## Input data
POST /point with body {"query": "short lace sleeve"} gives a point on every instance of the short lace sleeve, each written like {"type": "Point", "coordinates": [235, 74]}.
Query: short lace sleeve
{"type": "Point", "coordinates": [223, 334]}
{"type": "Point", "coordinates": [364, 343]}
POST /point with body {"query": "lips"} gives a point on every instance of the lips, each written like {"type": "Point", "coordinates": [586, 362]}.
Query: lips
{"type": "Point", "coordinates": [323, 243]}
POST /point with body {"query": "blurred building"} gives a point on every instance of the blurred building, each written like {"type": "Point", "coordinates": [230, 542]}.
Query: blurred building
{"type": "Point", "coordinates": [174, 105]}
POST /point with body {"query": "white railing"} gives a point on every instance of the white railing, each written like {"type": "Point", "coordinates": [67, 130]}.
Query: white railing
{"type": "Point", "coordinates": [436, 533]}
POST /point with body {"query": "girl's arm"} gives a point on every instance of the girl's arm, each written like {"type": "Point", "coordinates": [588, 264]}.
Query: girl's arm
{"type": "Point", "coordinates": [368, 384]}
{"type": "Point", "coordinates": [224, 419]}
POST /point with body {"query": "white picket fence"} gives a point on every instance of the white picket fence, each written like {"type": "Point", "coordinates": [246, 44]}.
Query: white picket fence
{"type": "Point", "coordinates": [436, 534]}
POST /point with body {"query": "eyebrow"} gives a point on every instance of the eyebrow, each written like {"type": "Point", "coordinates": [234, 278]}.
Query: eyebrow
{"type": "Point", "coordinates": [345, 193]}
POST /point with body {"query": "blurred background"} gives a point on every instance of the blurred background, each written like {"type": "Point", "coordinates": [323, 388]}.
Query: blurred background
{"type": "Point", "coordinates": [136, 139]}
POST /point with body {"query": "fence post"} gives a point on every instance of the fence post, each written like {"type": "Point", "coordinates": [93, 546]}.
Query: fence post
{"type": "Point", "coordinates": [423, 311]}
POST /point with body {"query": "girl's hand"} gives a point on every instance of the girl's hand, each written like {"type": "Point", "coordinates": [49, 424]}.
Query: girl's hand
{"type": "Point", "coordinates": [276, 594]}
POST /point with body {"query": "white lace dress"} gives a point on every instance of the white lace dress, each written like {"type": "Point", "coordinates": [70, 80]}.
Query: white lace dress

## What to work on
Set down exactly the line that holds "the eyebrow, each" and all lines after it to the end of the data.

## Task output
POST /point with body {"query": "eyebrow"} gives a point on every instance of the eyebrow, each written like {"type": "Point", "coordinates": [234, 278]}.
Query: eyebrow
{"type": "Point", "coordinates": [345, 193]}
POST /point with body {"query": "blurred background"} gives a point on every instance of the blurred background, each written like {"type": "Point", "coordinates": [323, 388]}.
Query: blurred background
{"type": "Point", "coordinates": [136, 139]}
POST /point with body {"query": "fence post"} gives a point on every instance of the fence post, each written like {"type": "Point", "coordinates": [93, 546]}.
Query: fence post
{"type": "Point", "coordinates": [423, 311]}
POST /point with body {"query": "girl's hand"} gives a point on every instance of the girl's hand, each written like {"type": "Point", "coordinates": [49, 424]}.
Query: girl's hand
{"type": "Point", "coordinates": [276, 594]}
POST /point with body {"query": "white lace dress"} gives a point on every instance of the white lace dress, each written like {"type": "Point", "coordinates": [70, 80]}.
Query: white lace dress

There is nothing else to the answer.